• _SELECTED EXTRACT_:
★ ★ ★ ★ ★

Rexair LLC
- Company type: Private subsidiary of Rhône Group
- Industry: Manufacturing
- Founded: 1932
- Headquarters: Troy, Michigan
- Products: Vacuum Cleaners
- Owner: Rhône Group
- Website: www.rainbowsystem.com www.rexairllc.com

= Rexair =

American vacuum cleaner manufacturer

Rexair LLC is an American manufacturer of vacuum cleaners based in Troy, Michigan. Rexair is predominantly known for its production and marketing of a home cleaning system that uses water as its primary filter.

Along with its corporate headquarters in Troy, Rexair also has a manufacturing facility in Cadillac, Michigan.

==History==
In the early 1920s, John W. Newcombe invented a device that separated dust and particulates from the air. He called his new invention the "Newcombe Separator". The Newcombe Separator has a cup-shaped part at its center that spins at high speed, creating centrifugal force. Air can be pulled through holes in the separator, while anything with weight is effectively thrown outward from the separator, trapping it in the bottom of the machine. This air-cleaning device led to changes in the method of collecting dust and contaminants from the home and workplace.

★ ★ ★ ★ ★

• _STORED DATA_:
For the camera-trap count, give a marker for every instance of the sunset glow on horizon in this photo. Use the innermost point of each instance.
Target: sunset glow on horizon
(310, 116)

★ ★ ★ ★ ★

• _TASKS TO COMPLETE_:
a: From the Rexair article, reproduce word for word the passage that begins at the words "American vacuum cleaner" and stops after "in Cadillac, Michigan.".
b: Using the Rexair article, decide whether each statement below agrees with it. Answer yes or no for each and quote the deciding words exactly. (i) Rexair has a manufacturing facility in Cadillac, Michigan. (ii) John W. Newcombe invented his air-cleaning device in the early 1930s. (iii) The cup-shaped part at the center of the Newcombe Separator spins at low speed.

• _SOLUTIONS BY TASK_:
a:
American vacuum cleaner manufacturer

Rexair LLC is an American manufacturer of vacuum cleaners based in Troy, Michigan. Rexair is predominantly known for its production and marketing of a home cleaning system that uses water as its primary filter.

Along with its corporate headquarters in Troy, Rexair also has a manufacturing facility in Cadillac, Michigan.

b:
(i) Yes: "Rexair also has a manufacturing facility in Cadillac, Michigan."
(ii) No: "In the early 1920s, John W. Newcombe invented a device that separated dust and particulates from the air."
(iii) No: "The Newcombe Separator has a cup-shaped part at its center that spins at high speed, creating centrifugal force."